EXERCISE DESCRIPTION: Each entry below should be returned exactly as is, with the pictures removed.

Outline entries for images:
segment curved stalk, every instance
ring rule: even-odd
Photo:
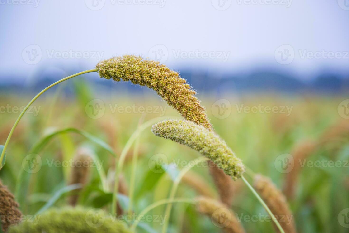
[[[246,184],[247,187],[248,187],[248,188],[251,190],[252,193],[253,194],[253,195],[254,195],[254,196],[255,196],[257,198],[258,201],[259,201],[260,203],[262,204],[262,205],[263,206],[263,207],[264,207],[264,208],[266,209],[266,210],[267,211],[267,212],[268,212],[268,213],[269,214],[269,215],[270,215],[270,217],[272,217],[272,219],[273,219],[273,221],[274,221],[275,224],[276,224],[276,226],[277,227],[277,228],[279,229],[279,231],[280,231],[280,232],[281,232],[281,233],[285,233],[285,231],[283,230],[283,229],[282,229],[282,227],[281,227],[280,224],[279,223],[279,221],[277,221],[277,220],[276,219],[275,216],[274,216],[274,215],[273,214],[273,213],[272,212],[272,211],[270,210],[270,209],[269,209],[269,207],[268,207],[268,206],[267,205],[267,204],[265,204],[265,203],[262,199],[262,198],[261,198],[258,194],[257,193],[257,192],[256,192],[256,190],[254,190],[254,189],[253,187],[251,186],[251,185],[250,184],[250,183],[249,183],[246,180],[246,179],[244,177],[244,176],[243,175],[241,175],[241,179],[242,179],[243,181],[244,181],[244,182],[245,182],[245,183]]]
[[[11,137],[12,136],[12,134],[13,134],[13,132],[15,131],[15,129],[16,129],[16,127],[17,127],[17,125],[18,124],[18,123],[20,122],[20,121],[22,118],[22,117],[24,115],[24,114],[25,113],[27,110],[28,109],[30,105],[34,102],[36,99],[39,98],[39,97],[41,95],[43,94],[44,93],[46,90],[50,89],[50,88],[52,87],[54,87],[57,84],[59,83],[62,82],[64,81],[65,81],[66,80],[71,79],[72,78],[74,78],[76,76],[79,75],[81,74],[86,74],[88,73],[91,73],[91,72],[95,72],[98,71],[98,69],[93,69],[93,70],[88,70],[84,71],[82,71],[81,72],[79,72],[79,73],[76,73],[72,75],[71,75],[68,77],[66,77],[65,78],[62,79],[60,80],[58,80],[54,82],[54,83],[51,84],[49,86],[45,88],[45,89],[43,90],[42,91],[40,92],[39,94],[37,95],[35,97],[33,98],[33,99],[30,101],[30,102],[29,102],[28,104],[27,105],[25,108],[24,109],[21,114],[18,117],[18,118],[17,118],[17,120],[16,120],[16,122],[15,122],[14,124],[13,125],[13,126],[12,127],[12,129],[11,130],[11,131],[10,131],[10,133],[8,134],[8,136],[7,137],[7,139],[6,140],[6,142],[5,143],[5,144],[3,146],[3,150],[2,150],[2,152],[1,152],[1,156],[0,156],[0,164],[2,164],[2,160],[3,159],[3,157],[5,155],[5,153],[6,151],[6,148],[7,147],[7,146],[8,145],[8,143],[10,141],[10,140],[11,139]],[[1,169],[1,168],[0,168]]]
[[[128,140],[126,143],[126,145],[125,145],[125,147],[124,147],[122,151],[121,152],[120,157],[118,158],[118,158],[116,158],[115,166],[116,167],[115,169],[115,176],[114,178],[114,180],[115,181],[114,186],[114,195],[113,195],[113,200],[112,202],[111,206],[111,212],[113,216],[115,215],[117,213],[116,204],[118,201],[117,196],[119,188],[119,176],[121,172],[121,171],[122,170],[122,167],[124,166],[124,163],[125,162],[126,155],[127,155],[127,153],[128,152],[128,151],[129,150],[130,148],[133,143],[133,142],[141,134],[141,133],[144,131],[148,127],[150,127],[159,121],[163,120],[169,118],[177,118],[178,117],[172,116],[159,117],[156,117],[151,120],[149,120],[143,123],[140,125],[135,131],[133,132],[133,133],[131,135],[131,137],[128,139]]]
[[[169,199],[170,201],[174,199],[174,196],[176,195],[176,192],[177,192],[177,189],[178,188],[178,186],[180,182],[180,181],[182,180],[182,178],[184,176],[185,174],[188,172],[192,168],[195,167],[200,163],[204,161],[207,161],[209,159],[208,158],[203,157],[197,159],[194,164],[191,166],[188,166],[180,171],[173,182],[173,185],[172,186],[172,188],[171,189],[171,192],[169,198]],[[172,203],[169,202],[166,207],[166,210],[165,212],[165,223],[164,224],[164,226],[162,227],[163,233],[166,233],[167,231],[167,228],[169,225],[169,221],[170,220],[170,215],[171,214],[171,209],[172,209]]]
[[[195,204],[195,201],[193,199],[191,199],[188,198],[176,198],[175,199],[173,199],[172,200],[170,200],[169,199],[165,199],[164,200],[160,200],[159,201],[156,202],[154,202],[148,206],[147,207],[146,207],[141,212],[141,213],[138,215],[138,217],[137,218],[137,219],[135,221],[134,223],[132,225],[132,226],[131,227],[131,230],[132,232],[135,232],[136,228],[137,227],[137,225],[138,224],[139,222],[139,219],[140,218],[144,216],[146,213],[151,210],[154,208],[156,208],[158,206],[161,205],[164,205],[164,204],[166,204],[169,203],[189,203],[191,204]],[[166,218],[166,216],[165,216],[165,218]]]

COMPLETED EXERCISE:
segment curved stalk, every instance
ring rule: even-odd
Photo:
[[[246,184],[247,187],[248,187],[248,188],[251,190],[252,193],[253,194],[253,195],[254,195],[254,196],[255,196],[257,198],[258,201],[259,201],[260,203],[262,204],[262,205],[263,206],[263,207],[264,207],[264,208],[266,209],[266,210],[267,211],[267,212],[268,212],[268,213],[269,214],[269,215],[270,215],[270,217],[272,217],[272,219],[273,219],[273,221],[274,221],[275,224],[276,224],[276,226],[277,227],[277,228],[279,229],[279,231],[280,231],[280,232],[281,232],[281,233],[285,233],[285,231],[283,230],[283,229],[282,229],[282,227],[281,227],[280,224],[279,223],[279,221],[277,221],[277,220],[276,219],[275,216],[274,216],[274,215],[273,214],[273,213],[272,212],[272,211],[270,210],[270,209],[269,209],[269,207],[268,207],[268,206],[267,205],[267,204],[265,204],[265,203],[262,199],[262,198],[261,198],[258,194],[257,193],[257,192],[256,192],[256,190],[254,190],[254,189],[253,187],[251,186],[251,185],[250,184],[250,183],[249,183],[246,180],[246,179],[244,177],[244,176],[243,175],[241,175],[241,179],[242,179],[243,181],[244,181],[244,182],[245,182],[245,183]]]
[[[11,137],[12,136],[12,134],[13,134],[13,132],[15,131],[15,129],[16,129],[16,127],[17,127],[17,125],[18,124],[18,123],[20,122],[20,121],[22,118],[22,117],[24,115],[24,114],[25,113],[27,110],[28,109],[30,105],[34,102],[36,99],[39,98],[39,97],[41,95],[43,94],[44,93],[46,90],[50,89],[50,88],[52,87],[54,87],[57,84],[59,83],[62,82],[64,81],[65,81],[66,80],[71,79],[72,78],[74,78],[76,76],[79,75],[81,74],[86,74],[88,73],[91,73],[91,72],[95,72],[98,71],[98,69],[93,69],[93,70],[88,70],[84,71],[82,71],[81,72],[79,72],[79,73],[76,73],[72,75],[71,75],[68,77],[66,77],[65,78],[62,79],[60,80],[58,80],[54,82],[54,83],[51,84],[49,86],[45,88],[45,89],[43,90],[42,91],[40,92],[39,94],[37,95],[35,97],[33,98],[33,99],[30,101],[30,102],[29,102],[28,104],[27,105],[25,108],[24,109],[21,114],[18,117],[18,118],[17,118],[17,120],[16,120],[16,122],[15,122],[14,124],[13,125],[13,126],[12,127],[12,129],[11,130],[11,131],[10,131],[10,133],[8,134],[8,136],[7,137],[7,139],[6,140],[6,142],[5,143],[5,144],[3,146],[3,150],[2,150],[2,152],[1,152],[1,156],[0,156],[0,164],[2,164],[2,160],[3,159],[3,157],[5,155],[5,153],[6,151],[6,148],[7,147],[7,146],[8,145],[8,143],[10,141],[10,140],[11,139]],[[1,169],[1,168],[0,168]]]
[[[128,140],[126,143],[126,145],[125,145],[125,147],[124,147],[122,151],[121,152],[120,157],[118,158],[118,158],[116,158],[115,166],[116,167],[115,169],[115,176],[114,178],[114,180],[115,181],[114,186],[114,195],[113,195],[113,200],[112,202],[111,206],[111,212],[113,216],[115,215],[117,213],[116,204],[118,201],[117,196],[119,188],[119,176],[121,172],[121,171],[122,170],[122,167],[124,166],[124,163],[125,162],[126,155],[127,155],[127,153],[128,152],[128,151],[129,150],[130,148],[133,143],[133,142],[141,134],[141,133],[144,131],[148,127],[150,127],[159,121],[163,120],[169,118],[177,118],[178,117],[172,116],[159,117],[156,117],[151,120],[149,120],[143,123],[140,125],[135,131],[133,132],[133,133],[131,135],[131,137],[128,139]]]
[[[169,199],[170,201],[174,199],[174,196],[176,195],[176,192],[177,192],[177,189],[178,188],[178,186],[180,182],[180,181],[182,180],[182,178],[184,176],[185,174],[188,172],[192,168],[195,167],[200,163],[204,161],[207,161],[209,159],[208,158],[203,157],[197,159],[194,164],[191,166],[188,166],[180,171],[173,182],[173,185],[172,186],[172,188],[171,189],[171,192],[169,198]],[[172,203],[169,202],[166,207],[166,210],[165,212],[165,223],[164,224],[164,226],[162,227],[163,233],[166,233],[167,231],[167,228],[169,225],[169,221],[170,220],[170,215],[171,214],[171,209],[172,209]]]
[[[195,204],[195,201],[193,199],[191,199],[188,198],[176,198],[175,199],[173,199],[172,200],[170,200],[169,199],[165,199],[164,200],[160,200],[159,201],[156,202],[154,202],[148,206],[147,207],[146,207],[141,212],[141,213],[138,215],[138,217],[137,218],[137,219],[135,221],[134,223],[132,225],[132,226],[131,227],[131,230],[132,232],[135,232],[136,228],[137,227],[137,225],[138,224],[139,222],[139,219],[140,218],[144,216],[146,213],[151,210],[154,208],[156,208],[158,206],[161,205],[164,205],[164,204],[166,204],[169,203],[189,203],[191,204]],[[166,218],[166,216],[165,216],[165,218]]]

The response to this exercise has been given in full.